— Task goal —
In the passage on Paradox Press below, reproduce the portion from "Paradox Press was a" up to and including "ever saw publication.", changing "imprint" to "label".

— Extract to read —
□ □ □ □ □

Paradox Press was a division of DC Comics formed in 1993 after editor Mark Nevelow departed from Piranha Press. Under the initial editorship of Andrew Helfer and Bronwyn Carlton the imprint was renamed. It is best known for graphic novels like A History of Violence and Road to Perdition. Jim Higgins edited the line after Helfer's departure, and Heidi MacDonald briefly took the helm in 2000 at the time of the line's final three Big Books, none of which ever saw publication.

History
Paradox Press was designed to publish graphic novels that were not of the superhero genre (as comprises most of DC's publishing efforts) and were lacking the fantasy and sci-fi elements of DC's "mature reader" line, Vertigo comics.

Due to the limited interest in non-fantasy stories among the graphic novel demographic, the line produced only a handful of books over its decade-long history. While almost all received critical acclaim, none reached high sales amongst the general graphic-novel and comic book reading populace. Two of the imprint's books (A History of Violence and Road to Perdition) were adapted into successful films and Scott McCloud's Understanding Comics (originally published through Kitchen Sink Press) is considered one of the authoritative bibles of the medium. The true-life anthology series of Big Books also found a niche following. The Big Book Of series was an anthology series, each devoted to a theme or concept, e.g., The Big Book of Conspiracies or The Big Book of Urban Legends.

□ □ □ □ □

— Text-to-region grounding data —

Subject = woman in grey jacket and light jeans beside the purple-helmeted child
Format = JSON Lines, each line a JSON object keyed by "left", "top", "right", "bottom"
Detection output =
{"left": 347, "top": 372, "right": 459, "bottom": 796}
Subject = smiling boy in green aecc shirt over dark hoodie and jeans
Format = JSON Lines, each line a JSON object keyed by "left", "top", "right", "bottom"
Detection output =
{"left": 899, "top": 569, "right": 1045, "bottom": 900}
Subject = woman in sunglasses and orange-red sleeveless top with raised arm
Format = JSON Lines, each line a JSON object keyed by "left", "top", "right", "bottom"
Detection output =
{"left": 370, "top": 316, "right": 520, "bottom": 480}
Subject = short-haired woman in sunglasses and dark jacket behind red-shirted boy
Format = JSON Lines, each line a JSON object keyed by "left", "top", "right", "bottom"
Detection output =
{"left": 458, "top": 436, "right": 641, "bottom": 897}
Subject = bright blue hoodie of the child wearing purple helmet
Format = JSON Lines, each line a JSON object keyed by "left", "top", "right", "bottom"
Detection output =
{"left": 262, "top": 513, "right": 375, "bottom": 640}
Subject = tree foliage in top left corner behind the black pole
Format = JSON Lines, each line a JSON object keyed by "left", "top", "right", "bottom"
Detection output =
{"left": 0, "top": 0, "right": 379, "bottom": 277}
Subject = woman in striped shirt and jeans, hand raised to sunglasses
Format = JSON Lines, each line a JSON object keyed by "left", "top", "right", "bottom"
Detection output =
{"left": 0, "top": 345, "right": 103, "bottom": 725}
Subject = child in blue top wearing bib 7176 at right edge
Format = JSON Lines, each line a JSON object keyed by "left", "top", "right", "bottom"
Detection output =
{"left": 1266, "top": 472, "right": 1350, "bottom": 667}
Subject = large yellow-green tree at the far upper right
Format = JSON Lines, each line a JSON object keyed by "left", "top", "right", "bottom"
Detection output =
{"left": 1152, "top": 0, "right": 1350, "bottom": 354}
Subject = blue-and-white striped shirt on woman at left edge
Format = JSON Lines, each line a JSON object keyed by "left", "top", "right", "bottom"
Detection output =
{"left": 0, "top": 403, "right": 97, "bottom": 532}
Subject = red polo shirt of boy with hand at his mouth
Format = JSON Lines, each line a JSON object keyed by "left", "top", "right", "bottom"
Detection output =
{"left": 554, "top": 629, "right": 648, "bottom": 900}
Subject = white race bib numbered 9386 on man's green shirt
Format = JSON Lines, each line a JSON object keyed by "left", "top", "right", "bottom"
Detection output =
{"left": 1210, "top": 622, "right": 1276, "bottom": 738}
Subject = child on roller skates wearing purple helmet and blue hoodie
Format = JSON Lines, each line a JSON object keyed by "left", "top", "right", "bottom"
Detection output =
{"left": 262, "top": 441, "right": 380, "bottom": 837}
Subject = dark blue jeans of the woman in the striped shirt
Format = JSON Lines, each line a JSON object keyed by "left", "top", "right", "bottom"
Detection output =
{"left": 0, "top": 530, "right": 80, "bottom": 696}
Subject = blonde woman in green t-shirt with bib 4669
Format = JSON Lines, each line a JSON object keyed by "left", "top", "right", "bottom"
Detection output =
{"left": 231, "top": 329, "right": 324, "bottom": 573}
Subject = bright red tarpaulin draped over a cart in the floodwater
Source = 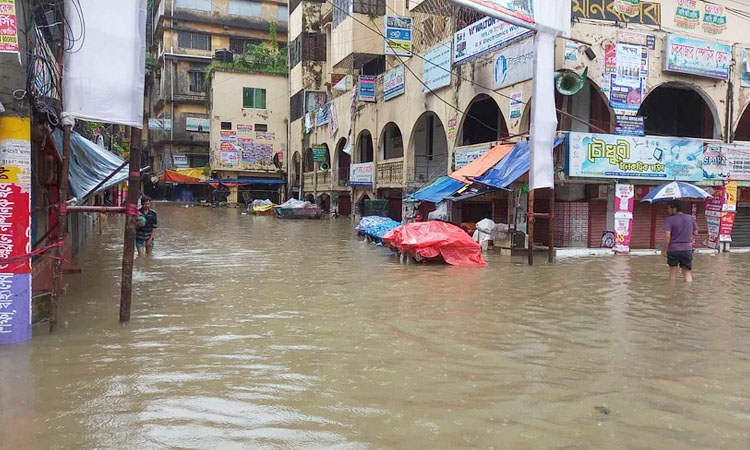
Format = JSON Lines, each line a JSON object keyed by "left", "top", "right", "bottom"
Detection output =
{"left": 383, "top": 221, "right": 487, "bottom": 266}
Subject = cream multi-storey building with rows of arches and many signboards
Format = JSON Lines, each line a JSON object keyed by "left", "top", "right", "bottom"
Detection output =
{"left": 289, "top": 0, "right": 750, "bottom": 248}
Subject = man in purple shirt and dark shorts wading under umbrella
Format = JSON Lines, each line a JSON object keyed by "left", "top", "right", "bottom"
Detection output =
{"left": 661, "top": 200, "right": 698, "bottom": 283}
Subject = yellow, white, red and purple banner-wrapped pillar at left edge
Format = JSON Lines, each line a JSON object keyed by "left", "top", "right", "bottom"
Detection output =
{"left": 0, "top": 116, "right": 31, "bottom": 344}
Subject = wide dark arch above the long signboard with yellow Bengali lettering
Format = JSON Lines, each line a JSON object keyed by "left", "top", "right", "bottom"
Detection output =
{"left": 638, "top": 82, "right": 721, "bottom": 139}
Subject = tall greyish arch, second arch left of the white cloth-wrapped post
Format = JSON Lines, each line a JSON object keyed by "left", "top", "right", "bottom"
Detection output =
{"left": 408, "top": 111, "right": 448, "bottom": 183}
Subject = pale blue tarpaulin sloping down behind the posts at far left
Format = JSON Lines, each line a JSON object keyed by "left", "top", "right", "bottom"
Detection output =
{"left": 52, "top": 128, "right": 128, "bottom": 198}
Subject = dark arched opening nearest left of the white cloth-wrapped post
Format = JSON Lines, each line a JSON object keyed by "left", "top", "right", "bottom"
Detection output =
{"left": 457, "top": 94, "right": 508, "bottom": 145}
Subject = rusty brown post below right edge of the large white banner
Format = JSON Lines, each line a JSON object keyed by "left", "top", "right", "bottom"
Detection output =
{"left": 120, "top": 127, "right": 141, "bottom": 323}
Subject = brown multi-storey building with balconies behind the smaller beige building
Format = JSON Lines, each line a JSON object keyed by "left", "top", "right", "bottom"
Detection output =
{"left": 145, "top": 0, "right": 288, "bottom": 174}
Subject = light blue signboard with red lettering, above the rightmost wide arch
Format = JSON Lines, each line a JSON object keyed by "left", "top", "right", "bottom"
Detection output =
{"left": 664, "top": 35, "right": 732, "bottom": 80}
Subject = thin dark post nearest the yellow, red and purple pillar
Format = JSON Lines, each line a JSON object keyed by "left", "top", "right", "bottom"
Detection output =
{"left": 49, "top": 125, "right": 73, "bottom": 333}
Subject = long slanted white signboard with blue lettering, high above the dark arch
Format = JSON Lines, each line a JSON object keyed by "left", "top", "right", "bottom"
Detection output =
{"left": 453, "top": 17, "right": 533, "bottom": 65}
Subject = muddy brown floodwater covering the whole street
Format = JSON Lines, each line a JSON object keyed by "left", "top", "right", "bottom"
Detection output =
{"left": 0, "top": 203, "right": 750, "bottom": 450}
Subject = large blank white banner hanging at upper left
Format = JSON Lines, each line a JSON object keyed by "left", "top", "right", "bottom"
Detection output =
{"left": 63, "top": 0, "right": 146, "bottom": 128}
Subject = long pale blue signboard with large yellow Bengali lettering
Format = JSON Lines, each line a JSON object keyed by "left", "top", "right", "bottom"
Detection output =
{"left": 568, "top": 133, "right": 703, "bottom": 183}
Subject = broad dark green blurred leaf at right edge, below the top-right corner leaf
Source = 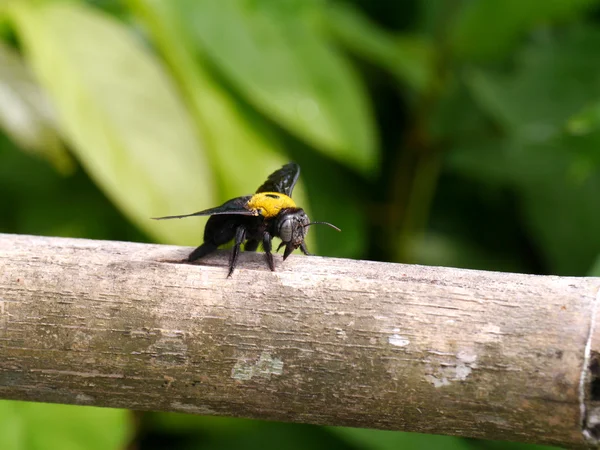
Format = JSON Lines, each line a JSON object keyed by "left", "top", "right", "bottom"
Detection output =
{"left": 465, "top": 28, "right": 600, "bottom": 142}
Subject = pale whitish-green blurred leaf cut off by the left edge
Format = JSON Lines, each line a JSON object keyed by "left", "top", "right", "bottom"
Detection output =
{"left": 0, "top": 41, "right": 73, "bottom": 173}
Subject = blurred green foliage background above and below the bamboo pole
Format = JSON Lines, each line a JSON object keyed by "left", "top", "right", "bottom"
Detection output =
{"left": 0, "top": 0, "right": 600, "bottom": 450}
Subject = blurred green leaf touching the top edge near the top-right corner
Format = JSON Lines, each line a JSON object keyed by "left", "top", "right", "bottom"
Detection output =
{"left": 450, "top": 0, "right": 597, "bottom": 60}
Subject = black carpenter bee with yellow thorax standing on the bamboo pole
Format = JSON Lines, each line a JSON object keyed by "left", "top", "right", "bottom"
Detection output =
{"left": 153, "top": 163, "right": 341, "bottom": 278}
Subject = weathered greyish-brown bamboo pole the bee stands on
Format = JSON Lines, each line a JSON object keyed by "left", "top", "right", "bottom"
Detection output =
{"left": 0, "top": 235, "right": 600, "bottom": 447}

□ □ □ □ □

— Result of the exercise —
Paradox Press was a division of DC Comics formed in 1993 after editor Mark Nevelow departed from Piranha Press. Under the initial editorship of Andrew Helfer and Bronwyn Carlton the label was renamed. It is best known for graphic novels like A History of Violence and Road to Perdition. Jim Higgins edited the line after Helfer's departure, and Heidi MacDonald briefly took the helm in 2000 at the time of the line's final three Big Books, none of which ever saw publication.